## Start Data supplied

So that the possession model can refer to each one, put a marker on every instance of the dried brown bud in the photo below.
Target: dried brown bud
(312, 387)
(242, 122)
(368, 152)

## End Data supplied

Please return the entries above word for word, keeping every line unchanged.

So that the possession model can refer to each one, put a marker on every instance of the dried brown bud in the photo below.
Target: dried brown bud
(312, 387)
(242, 122)
(368, 152)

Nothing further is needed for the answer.